== What is asked ==
Please transcribe the data below exactly. Leave the pictures out.

== Data supplied ==
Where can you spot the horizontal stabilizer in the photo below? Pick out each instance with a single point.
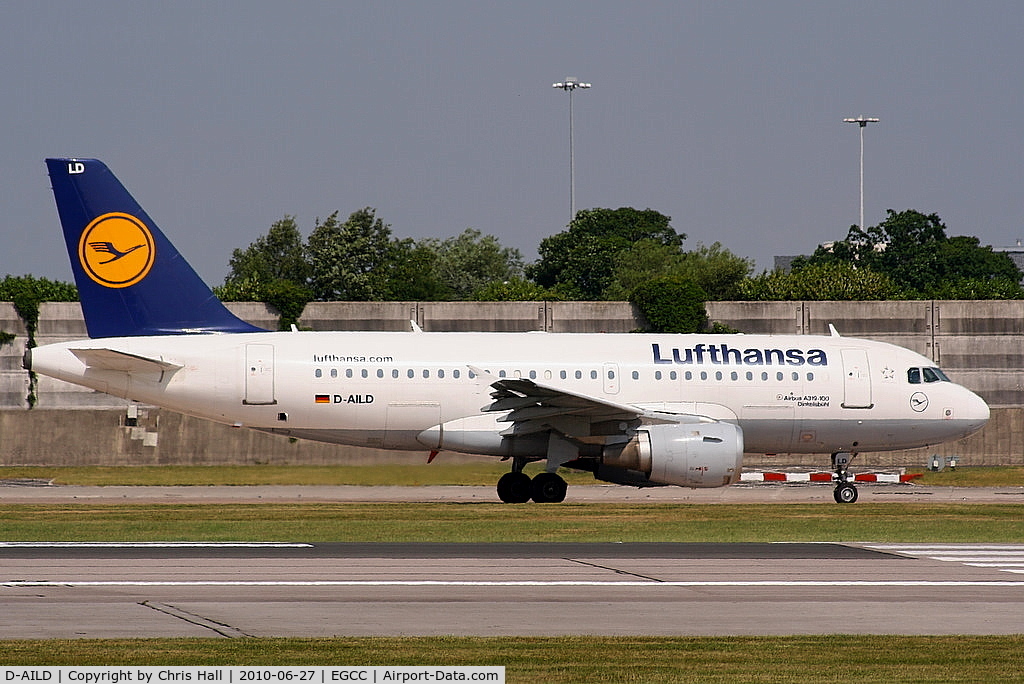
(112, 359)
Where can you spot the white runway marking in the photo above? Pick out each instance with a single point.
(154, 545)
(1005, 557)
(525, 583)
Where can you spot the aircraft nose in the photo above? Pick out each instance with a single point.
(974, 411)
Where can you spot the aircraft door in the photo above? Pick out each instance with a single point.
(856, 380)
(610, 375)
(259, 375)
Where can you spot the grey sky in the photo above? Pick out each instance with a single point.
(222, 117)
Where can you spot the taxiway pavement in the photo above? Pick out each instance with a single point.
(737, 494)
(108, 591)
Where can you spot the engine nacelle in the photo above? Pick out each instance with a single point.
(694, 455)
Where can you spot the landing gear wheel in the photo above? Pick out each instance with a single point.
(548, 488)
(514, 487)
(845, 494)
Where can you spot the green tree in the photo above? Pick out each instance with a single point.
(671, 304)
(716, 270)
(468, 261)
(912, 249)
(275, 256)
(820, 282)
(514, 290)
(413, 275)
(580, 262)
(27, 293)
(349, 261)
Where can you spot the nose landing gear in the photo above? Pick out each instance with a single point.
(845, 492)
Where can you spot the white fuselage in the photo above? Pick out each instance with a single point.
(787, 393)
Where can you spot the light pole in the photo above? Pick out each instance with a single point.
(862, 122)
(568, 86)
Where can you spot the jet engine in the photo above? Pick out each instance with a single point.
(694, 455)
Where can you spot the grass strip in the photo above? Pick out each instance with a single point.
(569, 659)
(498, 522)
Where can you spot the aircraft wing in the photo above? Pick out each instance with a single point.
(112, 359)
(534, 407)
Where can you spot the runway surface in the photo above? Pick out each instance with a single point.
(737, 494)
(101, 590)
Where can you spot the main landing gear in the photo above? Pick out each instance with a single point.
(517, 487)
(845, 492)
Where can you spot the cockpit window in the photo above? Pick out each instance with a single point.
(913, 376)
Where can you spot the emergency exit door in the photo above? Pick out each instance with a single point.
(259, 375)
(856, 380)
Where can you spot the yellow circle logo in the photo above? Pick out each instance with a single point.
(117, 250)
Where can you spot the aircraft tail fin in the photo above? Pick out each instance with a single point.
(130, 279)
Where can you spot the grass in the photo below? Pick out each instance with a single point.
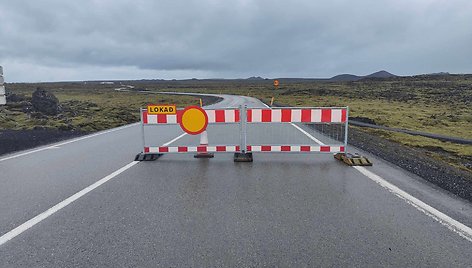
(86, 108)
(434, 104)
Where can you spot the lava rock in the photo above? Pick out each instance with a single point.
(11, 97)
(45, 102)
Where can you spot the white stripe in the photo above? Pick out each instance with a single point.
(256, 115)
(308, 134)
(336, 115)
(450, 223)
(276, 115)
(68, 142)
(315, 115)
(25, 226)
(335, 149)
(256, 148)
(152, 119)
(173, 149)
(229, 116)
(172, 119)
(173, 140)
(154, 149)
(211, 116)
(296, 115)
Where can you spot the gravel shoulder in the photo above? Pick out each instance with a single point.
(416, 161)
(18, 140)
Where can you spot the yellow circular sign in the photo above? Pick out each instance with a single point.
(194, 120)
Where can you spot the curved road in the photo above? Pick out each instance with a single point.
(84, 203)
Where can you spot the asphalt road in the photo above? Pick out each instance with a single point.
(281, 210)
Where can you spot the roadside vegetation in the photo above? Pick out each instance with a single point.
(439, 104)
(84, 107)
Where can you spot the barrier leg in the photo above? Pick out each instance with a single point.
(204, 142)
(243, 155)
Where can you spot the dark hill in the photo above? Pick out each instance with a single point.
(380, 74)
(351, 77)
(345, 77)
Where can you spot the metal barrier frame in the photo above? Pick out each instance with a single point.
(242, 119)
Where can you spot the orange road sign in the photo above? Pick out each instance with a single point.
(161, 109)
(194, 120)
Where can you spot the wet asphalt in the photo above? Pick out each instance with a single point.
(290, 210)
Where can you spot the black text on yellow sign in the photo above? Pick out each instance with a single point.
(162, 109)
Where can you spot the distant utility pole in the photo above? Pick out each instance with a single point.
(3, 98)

== Written solution ==
Where can you spot the horizontal stabilizer in the photo below? Pick out each instance with a single point.
(112, 359)
Where can you spot the white runway marking in the photo above? Pick out each instance with a single point.
(154, 545)
(1005, 557)
(525, 583)
Where can you spot the aircraft nose in the photo above? Pick out each instance with a single point.
(974, 411)
Where can you spot the aircraft door in the photo above? Pick out each instance with a single point.
(856, 380)
(610, 375)
(259, 375)
Where can you spot the grey sky in the photo above? Pick out each instance with a single point.
(222, 117)
Where can you spot the taxiway pavement in the photo above? Pick out each instance with a single point.
(737, 494)
(108, 591)
Where can you spot the engine nacelle in the photo above? Pick out each instance with a single point.
(694, 455)
Where can you spot the landing gear wheel in the photo above? Pick out each instance with a single point.
(548, 488)
(514, 487)
(845, 494)
Where can you spot the green tree in the photo above? Pick out each instance with a single point.
(671, 304)
(716, 270)
(468, 261)
(912, 249)
(275, 256)
(820, 282)
(514, 290)
(413, 275)
(580, 262)
(27, 293)
(349, 261)
Where can you spot the nose landing gear in the photo above? Pick out each instance with a single point.
(845, 492)
Where can you spot the white fuselage in the photo above? Pick out each instance with a single point.
(787, 393)
Where can you spot the light pole in the photo above? Pick out each instance with a single point.
(862, 122)
(568, 86)
Where can you spot the jet engine in the photo above? Pick out each instance with a single point.
(694, 455)
Where can you spot the grass strip in the photo above? Pick out each instance with a single point.
(569, 659)
(498, 522)
Where can you spot the aircraft wing in the photo above? Pick out each instance with a single point.
(112, 359)
(534, 407)
Where can you spot the runway surface in the photo above? Pick out each instance with a single point.
(737, 494)
(101, 590)
Where can you spot the main landing gear in the photo above? Pick out each instance with a single point.
(517, 487)
(845, 492)
Where can you spot the cockpit window in the photo above? Pick out each instance with a single point.
(913, 376)
Where can you spot the emergency exit door in the photo above? Pick out each instance with a single point.
(259, 375)
(856, 380)
Where can you spot the yellow circle logo in the photo above? Pick out each instance with a single point.
(117, 250)
Where can you spot the aircraft tail fin in the photo above? Pick out each instance with a single point.
(130, 279)
Where can you spot the grass in the photo below? Pick out each instance with a single point.
(86, 108)
(434, 104)
Where can you spot the lava rock in the photo above? Pick out each instance with a single point.
(11, 97)
(45, 102)
Where can you spot the white stripe in the photo above? Pick out each instance with a single point.
(256, 115)
(308, 134)
(336, 115)
(450, 223)
(276, 115)
(68, 142)
(315, 115)
(25, 226)
(335, 149)
(256, 148)
(152, 119)
(173, 149)
(229, 116)
(172, 119)
(173, 140)
(154, 149)
(211, 116)
(296, 115)
Where can you spot the gravel shoulder in the photo above? Pick out each instance with a single point.
(416, 161)
(18, 140)
Where can you spot the yellow circular sign in the photo above? Pick out each instance with a single point.
(194, 120)
Where can you spot the curved road in the photo above? Pick out each instance with a single point.
(84, 203)
Where can you spot the asphalt road in the photo above? Pick out each instance with a single point.
(281, 210)
Where can you spot the roadside vegetation in the photo above? Pick out each instance with a single point.
(439, 104)
(84, 107)
Where can you spot the barrier leg in the photo above? Pick out each instance with a single point.
(204, 142)
(243, 155)
Where can you spot the dark hill in the photo above? Pick out each instance with a single point.
(380, 74)
(351, 77)
(345, 77)
Where can you spot the metal barrier frame in the photo above? Pick out each instance with a single point.
(242, 119)
Where can you spot the orange road sign in the photo above? Pick out each instance with a single point.
(161, 109)
(194, 120)
Where can you spot the wet asphalt in the photo above? Pick out each instance with a single point.
(290, 210)
Where can you spot the black text on yellow sign in the photo above? Pick out each instance with a single point.
(162, 109)
Where can you spot the distant utility pole in the photo above? Pick out each instance with a single point.
(3, 98)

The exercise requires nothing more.